Exercise details: Write out all of the entries that follow, word for word, but skip the pictures.

==*==

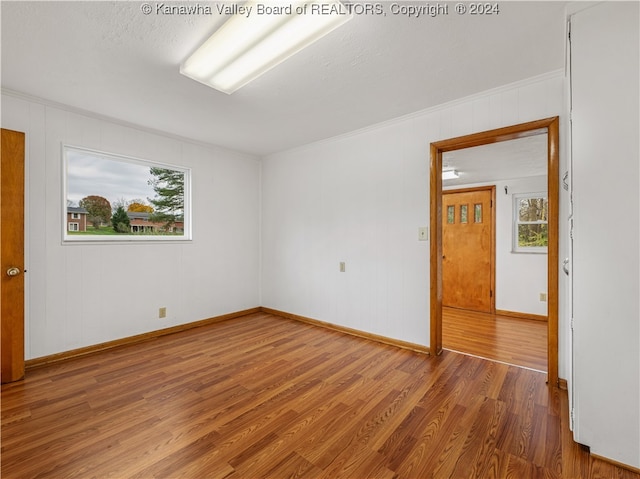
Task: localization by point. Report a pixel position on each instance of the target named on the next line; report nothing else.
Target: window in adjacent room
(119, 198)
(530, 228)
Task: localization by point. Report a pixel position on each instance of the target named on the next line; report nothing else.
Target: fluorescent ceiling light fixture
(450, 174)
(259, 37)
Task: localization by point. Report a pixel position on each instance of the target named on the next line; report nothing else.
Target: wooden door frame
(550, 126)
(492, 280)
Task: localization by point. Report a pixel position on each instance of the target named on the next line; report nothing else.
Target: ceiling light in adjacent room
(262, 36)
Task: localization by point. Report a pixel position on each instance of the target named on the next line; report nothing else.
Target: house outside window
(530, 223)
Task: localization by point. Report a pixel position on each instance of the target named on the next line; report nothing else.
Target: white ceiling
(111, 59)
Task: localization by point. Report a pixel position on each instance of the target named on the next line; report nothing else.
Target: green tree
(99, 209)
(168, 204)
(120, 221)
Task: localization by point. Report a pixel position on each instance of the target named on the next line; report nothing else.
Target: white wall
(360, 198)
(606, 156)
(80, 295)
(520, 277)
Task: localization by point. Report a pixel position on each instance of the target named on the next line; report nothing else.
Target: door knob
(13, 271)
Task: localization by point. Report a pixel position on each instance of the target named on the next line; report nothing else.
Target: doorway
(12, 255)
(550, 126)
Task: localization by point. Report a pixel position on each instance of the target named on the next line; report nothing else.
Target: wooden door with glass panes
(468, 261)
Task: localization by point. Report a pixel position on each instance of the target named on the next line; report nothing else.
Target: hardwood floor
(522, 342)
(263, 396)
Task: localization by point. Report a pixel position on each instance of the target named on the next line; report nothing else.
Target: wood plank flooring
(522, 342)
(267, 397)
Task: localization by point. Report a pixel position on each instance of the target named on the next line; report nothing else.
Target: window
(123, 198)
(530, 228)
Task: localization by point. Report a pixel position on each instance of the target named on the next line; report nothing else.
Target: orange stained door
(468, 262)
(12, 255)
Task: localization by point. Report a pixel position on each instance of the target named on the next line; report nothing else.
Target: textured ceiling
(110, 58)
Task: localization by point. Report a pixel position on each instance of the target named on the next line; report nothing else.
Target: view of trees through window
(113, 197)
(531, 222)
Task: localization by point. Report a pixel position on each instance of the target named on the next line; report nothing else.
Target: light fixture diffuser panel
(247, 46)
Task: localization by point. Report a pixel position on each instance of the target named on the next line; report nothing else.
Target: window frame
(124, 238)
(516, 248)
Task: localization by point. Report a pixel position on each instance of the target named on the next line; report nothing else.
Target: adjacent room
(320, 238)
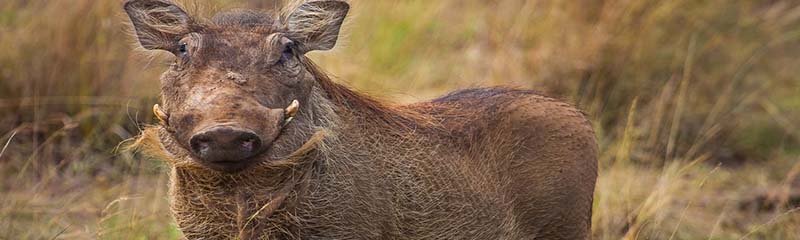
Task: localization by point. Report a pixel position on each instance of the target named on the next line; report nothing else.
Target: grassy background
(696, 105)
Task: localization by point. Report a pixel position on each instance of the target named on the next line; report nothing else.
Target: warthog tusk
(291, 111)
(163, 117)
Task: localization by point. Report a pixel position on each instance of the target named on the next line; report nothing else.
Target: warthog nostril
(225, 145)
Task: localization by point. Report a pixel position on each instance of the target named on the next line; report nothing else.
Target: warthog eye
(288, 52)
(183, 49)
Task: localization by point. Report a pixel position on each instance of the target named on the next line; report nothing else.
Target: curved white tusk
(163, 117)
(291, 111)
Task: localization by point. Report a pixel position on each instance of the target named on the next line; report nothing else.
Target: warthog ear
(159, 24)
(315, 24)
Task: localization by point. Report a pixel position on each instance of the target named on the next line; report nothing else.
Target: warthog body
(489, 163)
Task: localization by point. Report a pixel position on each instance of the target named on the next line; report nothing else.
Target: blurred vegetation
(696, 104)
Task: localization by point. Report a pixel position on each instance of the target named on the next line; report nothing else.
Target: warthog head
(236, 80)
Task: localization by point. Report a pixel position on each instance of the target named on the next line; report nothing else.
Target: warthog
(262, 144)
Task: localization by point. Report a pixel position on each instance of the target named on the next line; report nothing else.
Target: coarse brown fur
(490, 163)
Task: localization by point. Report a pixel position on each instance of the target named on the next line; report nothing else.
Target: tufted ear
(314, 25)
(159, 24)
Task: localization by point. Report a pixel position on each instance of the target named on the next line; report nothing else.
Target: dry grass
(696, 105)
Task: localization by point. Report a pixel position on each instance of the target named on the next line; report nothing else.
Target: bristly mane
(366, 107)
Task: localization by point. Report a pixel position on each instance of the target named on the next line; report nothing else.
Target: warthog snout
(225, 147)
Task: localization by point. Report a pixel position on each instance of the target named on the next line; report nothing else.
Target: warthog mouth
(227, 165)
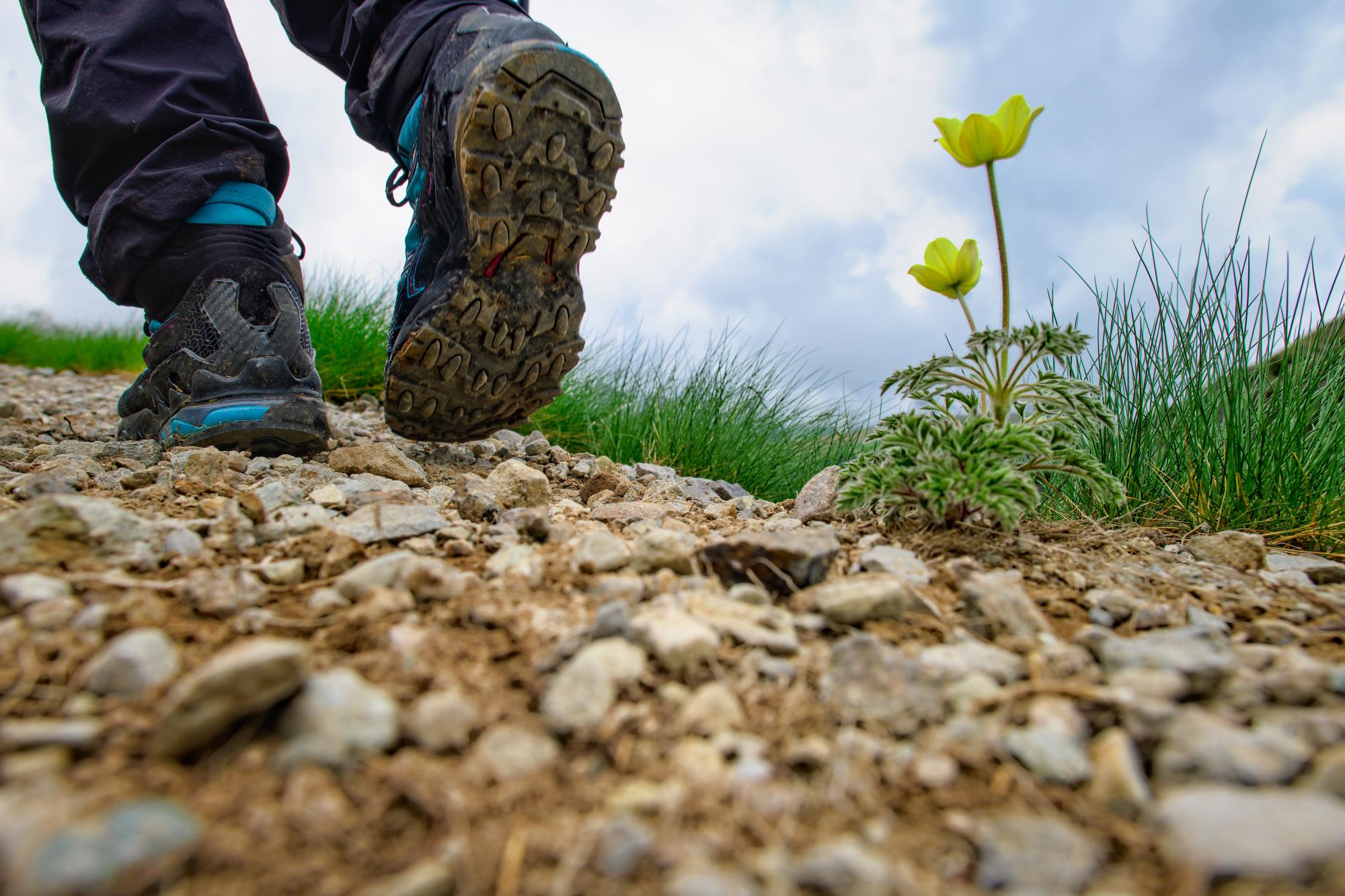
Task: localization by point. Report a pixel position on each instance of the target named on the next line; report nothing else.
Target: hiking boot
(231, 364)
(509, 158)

==*==

Reply:
Task: localization by point. Report a pixel position on each instance of the target named on the next line; report nothing else.
Target: window in adjacent room
(119, 198)
(530, 228)
Task: localization by point. Report a pixel position on each instance of the target named on the next line; report nothing else.
Target: fluorescent ceiling light fixture
(450, 174)
(259, 37)
Task: localization by point. Report a pixel position on each instance of the target named on the next line; report nothing else.
Target: wooden door frame
(550, 126)
(492, 280)
Task: localization by point. Report a pixel position on each instance of the target named on the next line; report nothing else.
Target: ceiling light in adjacent room
(262, 36)
Task: localization by point. Report a pixel position on each instance of the target named on the next line; report nothing else.
Target: house outside window
(530, 223)
Task: localization by point. Report a pixel position on each instance of the target named on the next line; report nothing else.
Target: white ceiling
(111, 59)
Task: localization by point. Report a pixel position on each instance of the target named on the next line; report nothing else.
Target: green tree
(99, 209)
(168, 204)
(120, 221)
Task: localization by point. Report a pixel position on each instance of the target named on the next line; report nothing else.
Target: white wall
(360, 198)
(606, 156)
(80, 295)
(520, 277)
Task: localization by point. Report a pixel position on each instance of the target named on the next line; report nothing else.
Target: door knob
(13, 271)
Task: localization by point. Report a pixel position on each instance of the target named on the next line; report nothing else.
Target: doorway
(12, 255)
(550, 126)
Task: localization by point. Report a pixel position on each instance of the target named on the next line; report nothing else.
Target: wooden door with glass panes
(468, 261)
Task: localization by point. Report a pixel position on each instance of the target named on the next line; report nothing else.
Target: hardwood floor
(522, 342)
(263, 396)
Task: localization by point. Report a pixel position on each instance of the target named on the next line; report nothing else.
Target: wood plank flooring
(522, 342)
(267, 397)
Task: localization by point. Report a pixel position on each instance of the target named on the next line; report nothing else.
Target: window
(123, 198)
(530, 228)
Task: localization by point. Report a pixel position on each instance of the target named on the next line; report nothing else.
Target: orange stained door
(468, 262)
(12, 255)
Task: localization by point. Report a pixel position on each instance of the target named on the next line; report nothing else.
Target: textured ceiling
(110, 58)
Task: localization by point. Report a pixel position on each instance of the target named on the next line; report nothing else.
Target: view of trees through window
(113, 197)
(531, 222)
Task: localization by point. Report a pixel position on each instance of the target named on the next line; report nothing else.
Target: light fixture diffuser panel
(247, 46)
Task: localization by point. Report a pixel position on each instance of the target named on the next line; report nothing else.
Target: window frame
(124, 238)
(516, 248)
Task: localization by point. Report a pixel position on each instance of the target named on the next line; report nothing else.
Target: adjacent room
(320, 238)
Task: localization by point. Report a pixel position on each instance of the target named on the next line; report nothing else.
Target: grassy background
(696, 105)
Task: localization by point. Report a pixel position on each instance of the target named on the next line; report nothing else.
Target: warthog tusk
(291, 111)
(163, 117)
Task: localization by point. Report a pixel position on each instance of the target named on the next line; report nothing else.
Target: warthog nostril
(225, 145)
Task: localization by point. Report a pixel position on each instance of the target named on the next line; report nothing else.
Target: warthog eye
(288, 52)
(183, 49)
Task: localization by point. Report a pixel position on each instance of the target named on the next line; report nothing else.
Target: curved white tusk
(163, 117)
(291, 111)
Task: localization by point. Report a pixel position on each instance of the target named on the next line; report nothing else.
Target: warthog ear
(159, 24)
(315, 24)
Task: localization by point. Report a pixel position on each instance of the target named on the next line; report nothing else.
Target: warthog body
(489, 163)
Task: localization by point. Report a pixel position on each instance of the target named on the next line; report nothing else.
Target: blurred vegetation
(696, 104)
Task: localization by point. Report a pixel position on each instance of the target named on the next line; report nothing else.
Target: warthog head
(236, 80)
Task: localization by point. Report a pixel position on each instance of the target named on the next line; report nothing else.
Target: warthog
(262, 144)
Task: localization by point. Report a pixel position on each instance of the target named on the next line; report nothing else.
Target: coarse brown fur
(490, 163)
Task: localization by point. Report a pixel position on each instance of the target named on the next line; report nothing else.
Target: tufted ear
(314, 25)
(159, 24)
Task: localization by point. Report a pixel position on each instance of the target named on the next line; report nothing else.
Target: dry grass
(696, 105)
Task: localization by point. Report a pixel position on each instance of the target named on the next line; report nothing else.
Target: bristly mane
(366, 107)
Task: localization by point. Report a pixel position on each instance of the target named on the next line; report nothing else.
Target: warthog snout
(225, 147)
Task: localization by point. Report a pixel position on each instance of the target named on the next line; report nothing else.
Target: warthog mouth
(227, 165)
Task: localization by point. Report a pixel position on each instance of the target named on the next line; report nothing else.
Target: hiking boot
(231, 364)
(509, 158)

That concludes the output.